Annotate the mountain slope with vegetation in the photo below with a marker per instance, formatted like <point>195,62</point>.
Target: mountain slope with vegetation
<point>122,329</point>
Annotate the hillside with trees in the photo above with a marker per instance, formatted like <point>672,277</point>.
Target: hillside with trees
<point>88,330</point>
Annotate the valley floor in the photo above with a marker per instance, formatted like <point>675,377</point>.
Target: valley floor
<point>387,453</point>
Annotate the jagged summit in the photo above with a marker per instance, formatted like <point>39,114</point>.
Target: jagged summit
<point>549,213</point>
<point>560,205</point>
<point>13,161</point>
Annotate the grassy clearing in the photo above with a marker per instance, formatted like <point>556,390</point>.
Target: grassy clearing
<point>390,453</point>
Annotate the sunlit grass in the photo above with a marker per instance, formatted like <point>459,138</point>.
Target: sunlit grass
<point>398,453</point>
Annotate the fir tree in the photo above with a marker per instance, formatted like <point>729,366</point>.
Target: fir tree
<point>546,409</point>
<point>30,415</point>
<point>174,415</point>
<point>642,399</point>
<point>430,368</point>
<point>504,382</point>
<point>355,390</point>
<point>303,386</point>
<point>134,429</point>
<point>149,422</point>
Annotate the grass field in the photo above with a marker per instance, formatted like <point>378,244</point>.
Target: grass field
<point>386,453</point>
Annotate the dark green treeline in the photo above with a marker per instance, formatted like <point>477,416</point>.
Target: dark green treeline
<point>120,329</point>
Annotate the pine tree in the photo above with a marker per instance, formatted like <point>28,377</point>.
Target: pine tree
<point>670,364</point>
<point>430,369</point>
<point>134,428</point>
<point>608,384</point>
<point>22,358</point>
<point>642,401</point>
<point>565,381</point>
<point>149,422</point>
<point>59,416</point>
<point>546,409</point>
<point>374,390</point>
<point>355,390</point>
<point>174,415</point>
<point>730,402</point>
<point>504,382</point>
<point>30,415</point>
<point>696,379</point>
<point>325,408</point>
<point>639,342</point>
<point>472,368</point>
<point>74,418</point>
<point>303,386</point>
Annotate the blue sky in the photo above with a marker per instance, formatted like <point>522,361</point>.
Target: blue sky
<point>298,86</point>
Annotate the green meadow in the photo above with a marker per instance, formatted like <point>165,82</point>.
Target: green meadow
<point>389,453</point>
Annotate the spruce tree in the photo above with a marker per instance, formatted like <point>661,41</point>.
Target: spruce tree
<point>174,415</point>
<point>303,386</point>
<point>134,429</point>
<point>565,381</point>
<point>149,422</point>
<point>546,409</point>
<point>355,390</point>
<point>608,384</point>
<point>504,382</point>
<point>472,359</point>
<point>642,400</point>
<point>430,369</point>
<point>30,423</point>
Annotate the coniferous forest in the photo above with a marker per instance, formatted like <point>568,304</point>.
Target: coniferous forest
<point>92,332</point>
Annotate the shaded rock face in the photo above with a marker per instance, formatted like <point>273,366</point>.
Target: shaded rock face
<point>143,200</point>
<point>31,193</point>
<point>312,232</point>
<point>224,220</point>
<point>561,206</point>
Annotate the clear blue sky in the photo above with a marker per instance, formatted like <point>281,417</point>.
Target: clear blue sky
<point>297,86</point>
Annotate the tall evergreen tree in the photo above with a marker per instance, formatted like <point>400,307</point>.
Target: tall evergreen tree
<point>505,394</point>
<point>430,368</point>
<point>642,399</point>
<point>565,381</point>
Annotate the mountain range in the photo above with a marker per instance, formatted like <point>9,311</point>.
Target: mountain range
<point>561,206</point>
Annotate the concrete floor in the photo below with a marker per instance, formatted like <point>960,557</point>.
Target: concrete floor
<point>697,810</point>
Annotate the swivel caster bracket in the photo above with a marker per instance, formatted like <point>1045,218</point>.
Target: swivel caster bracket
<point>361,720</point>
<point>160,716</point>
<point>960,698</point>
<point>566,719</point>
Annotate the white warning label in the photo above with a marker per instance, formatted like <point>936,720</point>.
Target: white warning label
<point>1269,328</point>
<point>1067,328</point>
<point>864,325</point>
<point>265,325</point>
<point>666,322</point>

————

- _EXERCISE GOAL_
Express the records above as a two-column CSV with the header text,answer, with one row per record holding its text and its answer. Wrap each field in double quotes and replace every line break inside a field with a space.

- _COMPLETE OUTPUT_
text,answer
"Annotate the mountain slope with vegetation in the photo below with a marker per instance, formatted like <point>195,62</point>. Target: mountain slope with vegetation","<point>122,329</point>"
"Annotate the hillside with trees in the photo above with a marker per instance, formatted like <point>672,277</point>. Target: hillside with trees","<point>88,330</point>"
"Annotate the valley floor in the photo above with a marker per instance, formatted like <point>675,377</point>. Target: valley floor","<point>387,453</point>"
"Annotate the jagged summit in the photo above with a marker per instance, formatted like <point>39,114</point>. Target: jagged summit","<point>549,213</point> <point>560,205</point> <point>13,161</point>"
"Annotate the grassy clearing in the photo above with a marker per instance, formatted like <point>556,390</point>. Target: grassy clearing","<point>390,453</point>"
"Annotate the sunlit grass in the photo above with a marker per instance, formatted like <point>459,138</point>. Target: sunlit grass","<point>398,453</point>"
"Annotate the fir tree in the photo above with a marker per instance, formatted like <point>729,366</point>. Target: fir tree","<point>546,409</point> <point>30,415</point> <point>174,415</point> <point>642,399</point> <point>430,368</point> <point>504,382</point> <point>355,390</point> <point>303,386</point> <point>134,429</point> <point>149,422</point>"
"Annotate the grass field in the photo above with a marker per instance, formatted like <point>378,244</point>. Target: grass field","<point>386,453</point>"
"Annotate the dark green treeline in the photo above with a marker per instance, formatted like <point>477,416</point>. Target: dark green treeline","<point>120,329</point>"
"Annotate the pine tree in the photo above with a marker per instance, formatted like <point>28,377</point>. Target: pine tree","<point>670,364</point> <point>430,369</point> <point>134,428</point> <point>608,384</point> <point>22,358</point> <point>642,401</point> <point>565,381</point> <point>149,422</point> <point>59,416</point> <point>546,409</point> <point>374,390</point> <point>355,390</point> <point>174,415</point> <point>730,402</point> <point>504,382</point> <point>30,415</point> <point>696,379</point> <point>325,408</point> <point>639,342</point> <point>472,368</point> <point>74,418</point> <point>303,386</point>"
"Annotate the blue sky in the photo above with a marker per instance, formatted like <point>522,361</point>. Target: blue sky","<point>298,86</point>"
"Annotate the green meadow in the photo above with a marker per instance, formatted like <point>165,82</point>. Target: green meadow","<point>389,453</point>"
"Annotate the spruce tree in the photo above with a marker per instance, formatted like <point>661,41</point>. Target: spruce tree","<point>174,415</point> <point>303,386</point> <point>134,429</point> <point>565,381</point> <point>149,422</point> <point>546,409</point> <point>355,390</point> <point>608,384</point> <point>504,382</point> <point>472,359</point> <point>642,400</point> <point>430,369</point> <point>30,423</point>"
"Annotate the coniferous forest in the photo above with a marker per instance, formatted like <point>568,304</point>. Target: coniferous forest","<point>92,332</point>"
"Annotate the shaded rock face in the photo above with a marker per instance, formatted like <point>273,366</point>. Target: shaded rock face","<point>143,200</point> <point>31,193</point> <point>312,232</point> <point>224,220</point> <point>561,206</point>"
"Annotate the clear blue sky in the photo above with a marker per instance, formatted like <point>281,417</point>. Target: clear blue sky","<point>297,86</point>"
"Annotate the tall evergreen tree in the photo above with a marker per instance, formatted like <point>400,307</point>. Target: tall evergreen tree","<point>505,394</point> <point>430,368</point> <point>642,399</point> <point>565,381</point>"
"Annotate the mountain range in the photo above with a marker per instance, formatted like <point>9,311</point>. Target: mountain range","<point>561,206</point>"
"Annotate the concrete floor in the photo below with a marker per instance, formatted like <point>960,557</point>. Target: concrete floor","<point>697,810</point>"
"Annotate the swivel caster bracket in the photo above with a marker per instance, formatted like <point>1045,218</point>. Target: swivel caster bracket","<point>361,720</point> <point>160,716</point> <point>960,698</point> <point>566,719</point>"
"Annotate the white warning label in the photo above with a marker per instance, formatted like <point>936,720</point>. Target: white warning label","<point>1269,328</point> <point>1067,328</point> <point>864,325</point> <point>265,325</point> <point>666,322</point>"